WHAT THE TASK ASKS =
Output all of the listing below, leaving every line unchanged.

DATA EXCERPTS =
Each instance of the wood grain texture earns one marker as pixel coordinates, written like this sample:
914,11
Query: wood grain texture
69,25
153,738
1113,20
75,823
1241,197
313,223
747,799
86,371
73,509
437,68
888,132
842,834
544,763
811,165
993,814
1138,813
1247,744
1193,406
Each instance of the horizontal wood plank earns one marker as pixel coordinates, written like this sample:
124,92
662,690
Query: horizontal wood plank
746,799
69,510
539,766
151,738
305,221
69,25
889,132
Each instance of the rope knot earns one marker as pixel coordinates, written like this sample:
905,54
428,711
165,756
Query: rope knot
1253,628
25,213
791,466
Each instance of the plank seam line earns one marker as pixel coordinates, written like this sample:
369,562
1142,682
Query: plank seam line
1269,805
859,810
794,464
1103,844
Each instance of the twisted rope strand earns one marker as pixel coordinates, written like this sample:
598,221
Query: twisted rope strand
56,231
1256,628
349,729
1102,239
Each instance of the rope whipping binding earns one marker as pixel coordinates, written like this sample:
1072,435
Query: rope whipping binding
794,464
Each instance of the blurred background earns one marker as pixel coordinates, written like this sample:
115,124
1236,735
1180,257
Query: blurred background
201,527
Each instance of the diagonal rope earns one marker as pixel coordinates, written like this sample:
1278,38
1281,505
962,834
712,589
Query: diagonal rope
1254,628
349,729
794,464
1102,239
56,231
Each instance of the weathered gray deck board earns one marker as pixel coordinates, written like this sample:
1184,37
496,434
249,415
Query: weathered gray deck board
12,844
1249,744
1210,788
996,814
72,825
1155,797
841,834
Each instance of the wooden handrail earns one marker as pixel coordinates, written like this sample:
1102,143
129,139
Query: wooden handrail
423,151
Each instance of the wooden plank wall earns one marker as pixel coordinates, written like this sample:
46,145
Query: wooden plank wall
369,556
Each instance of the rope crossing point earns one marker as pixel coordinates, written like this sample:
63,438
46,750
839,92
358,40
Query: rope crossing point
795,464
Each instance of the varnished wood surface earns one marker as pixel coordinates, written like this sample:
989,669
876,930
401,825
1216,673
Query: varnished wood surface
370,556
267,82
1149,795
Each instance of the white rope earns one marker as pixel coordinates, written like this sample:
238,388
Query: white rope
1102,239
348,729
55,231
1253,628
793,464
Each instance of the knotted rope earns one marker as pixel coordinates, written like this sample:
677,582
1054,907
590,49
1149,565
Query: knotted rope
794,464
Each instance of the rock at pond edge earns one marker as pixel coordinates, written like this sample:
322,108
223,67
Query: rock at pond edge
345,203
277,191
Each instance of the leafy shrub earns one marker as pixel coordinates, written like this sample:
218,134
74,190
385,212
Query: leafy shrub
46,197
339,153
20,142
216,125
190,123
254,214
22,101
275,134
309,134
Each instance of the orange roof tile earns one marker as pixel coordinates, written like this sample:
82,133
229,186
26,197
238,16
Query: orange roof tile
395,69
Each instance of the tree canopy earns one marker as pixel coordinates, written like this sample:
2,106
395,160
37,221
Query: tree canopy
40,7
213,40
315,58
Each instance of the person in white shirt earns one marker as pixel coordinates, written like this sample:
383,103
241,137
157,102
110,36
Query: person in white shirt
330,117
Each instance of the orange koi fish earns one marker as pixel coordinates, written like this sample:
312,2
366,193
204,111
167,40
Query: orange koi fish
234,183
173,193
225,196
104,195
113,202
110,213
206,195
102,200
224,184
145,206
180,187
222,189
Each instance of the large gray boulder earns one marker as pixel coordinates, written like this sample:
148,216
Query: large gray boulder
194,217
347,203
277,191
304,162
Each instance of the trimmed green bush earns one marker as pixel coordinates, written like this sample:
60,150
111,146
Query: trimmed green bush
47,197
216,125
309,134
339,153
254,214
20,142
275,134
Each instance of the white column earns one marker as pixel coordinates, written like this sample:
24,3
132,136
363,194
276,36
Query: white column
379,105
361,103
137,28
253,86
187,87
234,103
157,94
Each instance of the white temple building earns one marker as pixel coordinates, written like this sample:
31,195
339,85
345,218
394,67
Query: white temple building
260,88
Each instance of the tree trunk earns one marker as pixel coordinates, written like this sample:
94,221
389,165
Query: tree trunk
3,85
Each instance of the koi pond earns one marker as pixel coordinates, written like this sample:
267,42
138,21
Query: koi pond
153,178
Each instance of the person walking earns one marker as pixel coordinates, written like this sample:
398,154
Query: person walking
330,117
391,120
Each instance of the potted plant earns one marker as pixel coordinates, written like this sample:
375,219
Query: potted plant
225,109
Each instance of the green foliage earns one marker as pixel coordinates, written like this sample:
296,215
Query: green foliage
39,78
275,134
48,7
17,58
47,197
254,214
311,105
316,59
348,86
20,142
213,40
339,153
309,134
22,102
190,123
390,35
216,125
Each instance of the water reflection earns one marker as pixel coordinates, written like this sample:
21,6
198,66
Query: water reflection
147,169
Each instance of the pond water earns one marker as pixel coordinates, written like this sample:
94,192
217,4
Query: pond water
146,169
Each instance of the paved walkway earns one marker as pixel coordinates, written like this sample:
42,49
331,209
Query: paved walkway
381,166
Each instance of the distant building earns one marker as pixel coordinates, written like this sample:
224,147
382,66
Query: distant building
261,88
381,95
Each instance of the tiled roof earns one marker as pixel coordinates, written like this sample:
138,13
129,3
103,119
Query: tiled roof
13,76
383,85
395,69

EXPECTED ANSWER =
Each instance of the wood grain texture earns one marker as pixel coordinates, written like this sample:
914,11
Query: wood grain texture
69,25
153,738
1113,20
75,823
1241,197
313,223
747,799
86,371
73,509
437,68
888,132
842,834
544,763
811,165
993,814
1138,813
1247,744
1193,406
Each instance of the horizontal wood plank earns one marker as pixel coordinates, written like this sample:
124,92
662,690
Query: horizontal wood plank
746,799
69,510
539,766
151,738
305,221
69,25
889,132
Each instance of the rope knot earns one marker as pixel coordinates, written like this sample:
905,54
428,711
165,756
Query: rope knot
1253,628
25,213
791,466
Each instance of the plank seam line earns one marker as pixel coordinates, written like this sample:
369,562
1142,682
Query: plank seam line
1269,805
859,810
794,464
1103,844
Each instance of the twisted rope strand earns one marker as pixel coordinates, written like this sample:
598,221
Query: twisted rope strand
56,231
1256,628
349,729
1102,239
Each instance of the rope whipping binding earns one marker as pixel coordinates, written like this sample:
1072,435
Query: rope whipping binding
794,464
Each instance of the blurred background earns one marker as pixel coordinates, written like this sample:
115,124
1236,735
1180,257
Query: blurred background
201,527
Each instance of the diagonal rope earns one marker as pixel coordinates, written like this sample:
1278,38
1281,505
962,834
712,589
Query: diagonal rope
1254,628
349,729
794,464
1102,239
56,231
Each instance of the weathered gray deck board earns one marker as pixel coordinates, written like this sample:
1184,37
496,434
249,415
Query: weathered gray deck board
12,844
1249,744
1210,788
996,814
72,825
1155,797
841,834
Each instance of the wooden handrail earns one marker as pixel coordinates, written like this sample:
1102,143
129,139
Query: wooden handrail
423,151
Each instance of the wooden plank wall earns one marker as pixel coordinates, written like this sample:
46,145
Query: wooden plank wall
369,556
Each instance of the rope crossing point earns one marker as pixel coordinates, written like this sample:
63,438
46,750
839,92
358,40
Query: rope crossing point
795,464
Each instance of the varnished wood surface earns one marker as pixel coordinates, written like this sample:
989,669
876,930
401,825
1216,673
Query: varnished wood surface
370,556
267,82
1149,795
Each instance of the white rope earns one marker as pixel coordinates, written like this sample:
238,388
Query: white rope
1102,239
348,729
55,231
1253,628
793,464
Each instance of the knotted rope earns one marker as pixel coordinates, written like this sample:
677,582
1054,907
590,49
1149,565
Query: knotted rope
794,464
Each instance of the rock at pond edge earns one marker as pixel coordinates, written like this sample:
322,108
223,67
Query: rock at pond edge
345,203
277,191
Each instance of the leafy shrub earns one marker as pixel coordinates, written like this sample:
218,134
74,190
385,212
Query: leafy shrub
46,197
339,153
20,142
216,125
190,123
254,214
22,101
275,134
309,134
Each instance of the orange roof tile earns one marker as pixel coordinates, written like this sample:
82,133
229,186
26,197
238,16
Query: orange roof tile
395,69
Each instance of the tree canopy earns one marker as pixel coordinates, written like this sample:
2,106
395,160
37,221
Query: tree canopy
40,7
213,40
315,58
Each instance of the person in white shirt earns one marker as pixel coordinates, written like this sample:
383,103
241,137
157,102
110,36
Query: person in white shirt
330,117
Each instance of the orange koi fish earns one marker as pixel coordinates, written like this sample:
312,2
366,193
204,111
167,40
Query: orange koi fish
234,183
173,193
225,196
104,195
113,202
110,213
206,195
102,200
224,184
145,206
180,187
222,189
Each instance of the large gray boulder earns one marker as pixel coordinates, written like this sample:
148,216
Query: large gray boulder
194,217
347,203
277,191
304,162
Each instance of the trimmed green bush earns one marker as pixel coordinates, written like this sample:
60,150
111,146
Query: trimmed green bush
47,197
216,125
309,134
339,153
254,214
20,142
275,134
Each instance of the white column earns one marker as pixel coordinates, written like this sample:
24,3
132,136
363,194
276,36
Query: white column
379,105
361,103
137,28
253,86
187,87
234,103
157,94
Each instance of the white temple building earns one marker as pixel coordinates, written like this sample:
31,195
339,85
345,218
394,67
Query: white temple building
260,88
Each instance of the tree trunk earns one marker as pixel coordinates, written like this sample:
94,221
389,165
Query: tree trunk
3,85
Each instance of the koi pond earns one marker as pixel coordinates, written like this sample:
267,42
138,21
Query: koi pond
153,178
Each instance of the person walking earns one marker as pixel coordinates, written like this sample:
398,154
Query: person walking
330,117
391,120
Each instance of the potted plant earns one marker as pixel coordinates, written like this sample:
375,219
Query: potted plant
225,109
Each instance of the green foliage earns one marker as pixel coordinates, written like this sample:
296,215
Query: green foliage
39,78
275,134
48,7
17,58
47,197
254,214
311,105
316,59
348,86
20,142
213,40
339,153
309,134
22,102
190,123
390,35
216,125
Each instance of the water reflection earns one marker as pixel coordinates, written like this sample:
21,6
198,66
Query: water reflection
147,169
Each instance of the pond water earns one marker as pixel coordinates, written like this sample:
94,192
217,4
Query: pond water
146,169
Each instance of the paved walkway earns one marker as pixel coordinates, written like this sample:
42,49
331,209
Query: paved walkway
381,166
Each instance of the distant building earns one marker as pixel coordinates, written like this sample:
224,147
382,66
Query: distant building
261,88
381,95
Each instance of the tiled roof earns one marker as pixel coordinates, written like this sample:
138,13
129,3
103,119
Query: tiled roof
13,76
383,85
395,69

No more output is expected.